• [THE PROBLEM]:
Starting with the line containing "# mark the region of every instance of the dormer" and continuing through the line containing "[[[142,79],[143,81],[147,81],[147,77],[143,77],[143,79]]]", both included, put the entries into a two-column CSV headed entry_text and polygons, one row per entry. Wrap each field in quotation marks and replace any line breaks inside a field with spaces.

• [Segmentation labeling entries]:
********

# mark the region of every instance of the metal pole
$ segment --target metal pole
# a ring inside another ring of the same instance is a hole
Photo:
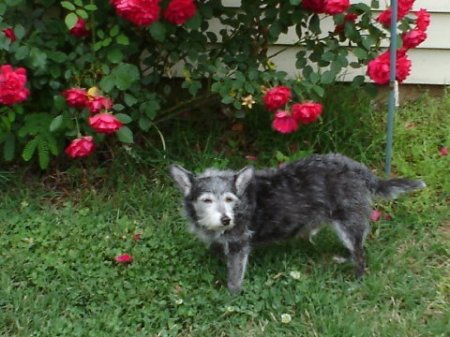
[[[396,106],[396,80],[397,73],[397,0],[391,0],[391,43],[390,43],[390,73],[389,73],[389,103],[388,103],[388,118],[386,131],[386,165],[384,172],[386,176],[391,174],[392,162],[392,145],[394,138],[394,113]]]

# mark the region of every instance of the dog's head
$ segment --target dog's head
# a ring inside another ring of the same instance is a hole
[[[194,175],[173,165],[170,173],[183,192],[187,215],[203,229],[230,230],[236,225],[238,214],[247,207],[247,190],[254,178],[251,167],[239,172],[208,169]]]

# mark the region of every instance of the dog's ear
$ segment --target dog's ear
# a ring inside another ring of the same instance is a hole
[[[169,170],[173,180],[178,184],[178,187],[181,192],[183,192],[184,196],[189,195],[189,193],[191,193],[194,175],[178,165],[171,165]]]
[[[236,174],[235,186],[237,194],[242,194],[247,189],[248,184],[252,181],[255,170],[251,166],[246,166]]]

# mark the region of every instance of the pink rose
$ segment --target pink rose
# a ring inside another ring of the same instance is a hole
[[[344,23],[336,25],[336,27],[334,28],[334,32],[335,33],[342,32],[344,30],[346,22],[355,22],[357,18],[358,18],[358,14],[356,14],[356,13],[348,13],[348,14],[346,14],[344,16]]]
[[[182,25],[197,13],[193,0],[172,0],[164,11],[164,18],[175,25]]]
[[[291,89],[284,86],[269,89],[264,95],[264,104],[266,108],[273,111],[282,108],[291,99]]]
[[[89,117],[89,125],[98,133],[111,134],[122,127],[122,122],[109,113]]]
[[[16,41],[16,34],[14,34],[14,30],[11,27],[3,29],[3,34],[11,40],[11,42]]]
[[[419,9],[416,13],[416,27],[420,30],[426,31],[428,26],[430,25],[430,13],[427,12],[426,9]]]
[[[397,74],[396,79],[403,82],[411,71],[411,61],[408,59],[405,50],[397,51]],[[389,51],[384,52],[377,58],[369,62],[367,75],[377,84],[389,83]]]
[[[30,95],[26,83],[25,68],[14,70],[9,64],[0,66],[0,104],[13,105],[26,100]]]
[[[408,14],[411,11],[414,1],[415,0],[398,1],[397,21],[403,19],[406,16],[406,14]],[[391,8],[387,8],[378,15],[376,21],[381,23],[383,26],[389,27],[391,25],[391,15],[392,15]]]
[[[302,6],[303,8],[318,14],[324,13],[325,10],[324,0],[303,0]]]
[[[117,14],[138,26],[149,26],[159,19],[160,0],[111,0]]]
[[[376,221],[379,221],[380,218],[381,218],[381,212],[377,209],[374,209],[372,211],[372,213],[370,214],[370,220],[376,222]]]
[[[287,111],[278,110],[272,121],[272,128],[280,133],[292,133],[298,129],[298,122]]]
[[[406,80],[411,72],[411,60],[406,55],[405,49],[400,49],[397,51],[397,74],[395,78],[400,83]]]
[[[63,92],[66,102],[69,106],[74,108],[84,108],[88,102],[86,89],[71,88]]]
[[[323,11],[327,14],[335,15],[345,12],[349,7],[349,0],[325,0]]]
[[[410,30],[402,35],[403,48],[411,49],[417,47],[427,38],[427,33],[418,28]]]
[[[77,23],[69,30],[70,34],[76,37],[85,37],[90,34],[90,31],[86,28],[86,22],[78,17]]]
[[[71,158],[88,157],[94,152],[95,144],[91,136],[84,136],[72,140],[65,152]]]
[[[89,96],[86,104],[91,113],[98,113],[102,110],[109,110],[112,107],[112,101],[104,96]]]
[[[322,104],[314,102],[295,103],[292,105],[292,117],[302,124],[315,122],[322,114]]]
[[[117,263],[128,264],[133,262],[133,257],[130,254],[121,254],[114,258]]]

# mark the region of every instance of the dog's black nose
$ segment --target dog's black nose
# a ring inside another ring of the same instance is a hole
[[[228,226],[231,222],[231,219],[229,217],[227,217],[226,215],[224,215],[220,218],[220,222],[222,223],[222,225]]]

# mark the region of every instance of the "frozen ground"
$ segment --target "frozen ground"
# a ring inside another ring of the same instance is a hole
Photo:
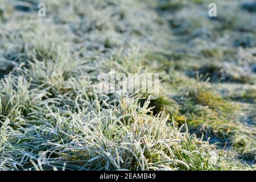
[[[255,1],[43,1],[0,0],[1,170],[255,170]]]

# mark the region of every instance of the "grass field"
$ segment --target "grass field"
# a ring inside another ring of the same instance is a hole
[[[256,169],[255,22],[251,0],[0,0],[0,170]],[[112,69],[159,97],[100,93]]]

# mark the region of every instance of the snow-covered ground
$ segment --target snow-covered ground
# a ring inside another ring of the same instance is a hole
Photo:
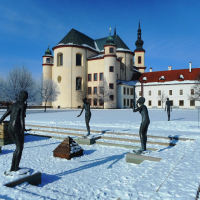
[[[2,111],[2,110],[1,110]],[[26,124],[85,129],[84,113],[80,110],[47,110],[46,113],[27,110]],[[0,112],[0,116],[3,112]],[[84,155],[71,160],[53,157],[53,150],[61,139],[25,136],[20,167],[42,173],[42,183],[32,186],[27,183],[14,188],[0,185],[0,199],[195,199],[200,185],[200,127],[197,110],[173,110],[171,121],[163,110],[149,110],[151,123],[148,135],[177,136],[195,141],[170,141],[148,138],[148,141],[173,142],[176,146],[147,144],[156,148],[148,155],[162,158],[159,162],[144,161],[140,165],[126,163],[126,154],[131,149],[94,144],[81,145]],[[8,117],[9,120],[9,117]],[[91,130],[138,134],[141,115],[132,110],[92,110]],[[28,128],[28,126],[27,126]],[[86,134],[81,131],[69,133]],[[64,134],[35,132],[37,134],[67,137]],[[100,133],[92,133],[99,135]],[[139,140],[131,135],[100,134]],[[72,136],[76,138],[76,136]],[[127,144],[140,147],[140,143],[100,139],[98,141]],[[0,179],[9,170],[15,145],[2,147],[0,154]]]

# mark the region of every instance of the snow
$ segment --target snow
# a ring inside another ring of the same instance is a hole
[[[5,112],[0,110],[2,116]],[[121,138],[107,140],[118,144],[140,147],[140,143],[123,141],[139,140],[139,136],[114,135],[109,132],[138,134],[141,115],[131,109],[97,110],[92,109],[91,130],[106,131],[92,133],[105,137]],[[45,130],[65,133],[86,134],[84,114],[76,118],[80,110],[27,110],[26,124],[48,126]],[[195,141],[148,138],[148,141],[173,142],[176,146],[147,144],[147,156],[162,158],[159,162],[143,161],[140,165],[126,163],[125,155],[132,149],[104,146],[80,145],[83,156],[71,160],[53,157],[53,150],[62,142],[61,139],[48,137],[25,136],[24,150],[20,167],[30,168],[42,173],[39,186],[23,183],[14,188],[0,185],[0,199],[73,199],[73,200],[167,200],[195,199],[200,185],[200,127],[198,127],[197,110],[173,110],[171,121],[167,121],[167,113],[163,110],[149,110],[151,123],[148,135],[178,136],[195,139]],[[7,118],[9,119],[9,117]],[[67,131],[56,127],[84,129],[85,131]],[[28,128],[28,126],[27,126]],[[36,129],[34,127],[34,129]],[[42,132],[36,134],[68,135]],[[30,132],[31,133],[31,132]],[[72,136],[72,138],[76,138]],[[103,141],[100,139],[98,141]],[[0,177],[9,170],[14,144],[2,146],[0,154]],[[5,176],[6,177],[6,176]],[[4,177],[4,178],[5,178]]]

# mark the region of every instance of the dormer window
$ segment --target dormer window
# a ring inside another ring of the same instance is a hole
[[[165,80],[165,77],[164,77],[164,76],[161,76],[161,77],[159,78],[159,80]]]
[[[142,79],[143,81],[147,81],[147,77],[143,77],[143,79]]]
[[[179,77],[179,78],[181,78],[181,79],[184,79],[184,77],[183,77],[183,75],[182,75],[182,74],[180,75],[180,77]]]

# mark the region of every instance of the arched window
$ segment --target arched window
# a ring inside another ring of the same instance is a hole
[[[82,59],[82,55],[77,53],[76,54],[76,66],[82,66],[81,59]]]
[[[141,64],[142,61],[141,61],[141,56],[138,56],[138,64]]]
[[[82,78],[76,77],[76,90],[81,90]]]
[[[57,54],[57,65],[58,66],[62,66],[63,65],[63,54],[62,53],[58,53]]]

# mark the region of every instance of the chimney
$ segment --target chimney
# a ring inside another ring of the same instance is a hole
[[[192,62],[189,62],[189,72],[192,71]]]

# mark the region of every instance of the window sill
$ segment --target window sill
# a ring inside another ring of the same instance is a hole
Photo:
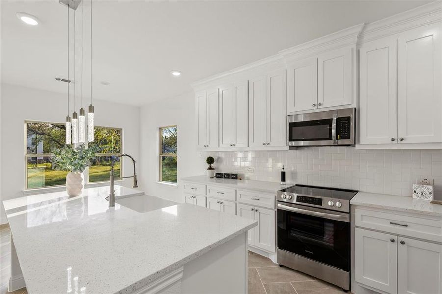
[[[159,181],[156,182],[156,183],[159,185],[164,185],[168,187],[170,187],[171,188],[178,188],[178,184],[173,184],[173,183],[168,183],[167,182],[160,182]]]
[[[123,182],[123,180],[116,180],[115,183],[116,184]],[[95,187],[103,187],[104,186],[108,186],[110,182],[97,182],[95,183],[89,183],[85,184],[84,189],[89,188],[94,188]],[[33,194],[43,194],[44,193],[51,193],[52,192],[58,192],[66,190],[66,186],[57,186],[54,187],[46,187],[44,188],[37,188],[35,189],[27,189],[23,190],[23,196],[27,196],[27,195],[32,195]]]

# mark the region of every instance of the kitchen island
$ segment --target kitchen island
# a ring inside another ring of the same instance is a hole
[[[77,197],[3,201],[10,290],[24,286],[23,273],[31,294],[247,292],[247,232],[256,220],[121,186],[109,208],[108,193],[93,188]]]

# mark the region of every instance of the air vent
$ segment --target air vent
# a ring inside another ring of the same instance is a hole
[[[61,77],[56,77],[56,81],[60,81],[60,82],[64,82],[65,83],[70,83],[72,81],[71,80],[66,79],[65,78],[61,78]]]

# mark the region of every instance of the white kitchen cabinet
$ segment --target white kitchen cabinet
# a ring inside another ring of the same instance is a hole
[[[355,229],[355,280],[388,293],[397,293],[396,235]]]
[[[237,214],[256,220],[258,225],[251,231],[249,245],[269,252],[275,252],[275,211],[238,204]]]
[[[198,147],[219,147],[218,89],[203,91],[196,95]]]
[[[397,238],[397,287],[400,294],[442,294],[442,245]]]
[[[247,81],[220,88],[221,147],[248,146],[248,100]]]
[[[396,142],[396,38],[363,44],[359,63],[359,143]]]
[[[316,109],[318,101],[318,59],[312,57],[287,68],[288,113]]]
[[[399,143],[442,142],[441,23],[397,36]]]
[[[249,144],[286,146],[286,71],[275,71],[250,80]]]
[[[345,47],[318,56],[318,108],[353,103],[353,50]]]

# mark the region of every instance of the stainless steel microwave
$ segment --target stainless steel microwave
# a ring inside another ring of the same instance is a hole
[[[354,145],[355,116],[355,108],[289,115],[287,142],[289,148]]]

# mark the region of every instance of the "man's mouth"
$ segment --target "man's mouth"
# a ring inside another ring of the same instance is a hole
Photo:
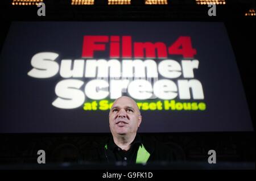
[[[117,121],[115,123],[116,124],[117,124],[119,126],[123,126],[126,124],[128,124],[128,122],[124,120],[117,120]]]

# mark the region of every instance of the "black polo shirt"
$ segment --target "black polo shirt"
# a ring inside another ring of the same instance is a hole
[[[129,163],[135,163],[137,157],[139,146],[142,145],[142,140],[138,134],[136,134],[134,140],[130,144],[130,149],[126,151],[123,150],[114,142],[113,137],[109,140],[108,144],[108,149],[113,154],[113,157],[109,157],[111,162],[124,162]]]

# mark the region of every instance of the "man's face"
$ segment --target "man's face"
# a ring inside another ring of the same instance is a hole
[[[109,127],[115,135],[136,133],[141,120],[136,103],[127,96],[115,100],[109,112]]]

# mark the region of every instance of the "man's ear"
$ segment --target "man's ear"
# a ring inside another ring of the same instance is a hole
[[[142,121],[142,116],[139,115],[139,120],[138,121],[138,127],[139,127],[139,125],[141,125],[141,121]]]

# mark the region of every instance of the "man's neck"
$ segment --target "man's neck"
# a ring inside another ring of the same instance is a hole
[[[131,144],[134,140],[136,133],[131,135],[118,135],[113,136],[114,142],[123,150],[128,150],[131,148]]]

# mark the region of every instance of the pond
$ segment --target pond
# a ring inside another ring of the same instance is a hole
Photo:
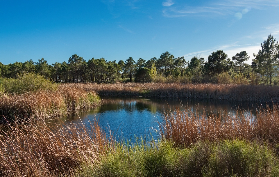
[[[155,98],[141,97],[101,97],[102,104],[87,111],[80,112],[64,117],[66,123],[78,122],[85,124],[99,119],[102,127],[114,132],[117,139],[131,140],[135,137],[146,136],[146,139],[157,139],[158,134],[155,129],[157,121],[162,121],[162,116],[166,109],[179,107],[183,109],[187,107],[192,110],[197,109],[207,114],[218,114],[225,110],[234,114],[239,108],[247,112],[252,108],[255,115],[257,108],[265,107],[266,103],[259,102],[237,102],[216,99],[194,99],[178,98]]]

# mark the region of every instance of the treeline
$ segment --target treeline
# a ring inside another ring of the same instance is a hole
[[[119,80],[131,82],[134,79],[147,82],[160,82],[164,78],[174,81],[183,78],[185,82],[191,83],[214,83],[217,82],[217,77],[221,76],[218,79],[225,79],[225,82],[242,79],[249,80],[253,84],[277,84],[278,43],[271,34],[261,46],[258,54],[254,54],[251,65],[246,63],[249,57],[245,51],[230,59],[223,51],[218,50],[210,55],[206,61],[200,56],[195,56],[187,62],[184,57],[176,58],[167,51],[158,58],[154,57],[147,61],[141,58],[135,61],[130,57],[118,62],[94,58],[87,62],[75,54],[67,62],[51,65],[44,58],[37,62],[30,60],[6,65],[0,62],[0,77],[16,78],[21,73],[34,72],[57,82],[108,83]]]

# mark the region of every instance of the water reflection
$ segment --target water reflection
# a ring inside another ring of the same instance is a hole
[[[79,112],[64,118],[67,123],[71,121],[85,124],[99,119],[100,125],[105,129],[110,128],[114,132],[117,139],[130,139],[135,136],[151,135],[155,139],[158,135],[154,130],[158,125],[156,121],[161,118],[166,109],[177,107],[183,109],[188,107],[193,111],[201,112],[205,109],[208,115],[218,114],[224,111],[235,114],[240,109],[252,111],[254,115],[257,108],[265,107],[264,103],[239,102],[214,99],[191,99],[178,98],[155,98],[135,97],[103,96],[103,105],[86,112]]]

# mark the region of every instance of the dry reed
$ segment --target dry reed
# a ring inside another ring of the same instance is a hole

********

• [SOLUTION FOR THIS TASK]:
entry_text,polygons
"# mark the region of every instance of the dormer window $ segment --target dormer window # a ring inside another ring of the same instance is a hole","[[[165,80],[165,77],[164,77],[164,76],[161,76],[161,77],[159,78],[159,80]]] [[[142,79],[143,81],[147,81],[147,77],[143,77],[143,79]]]"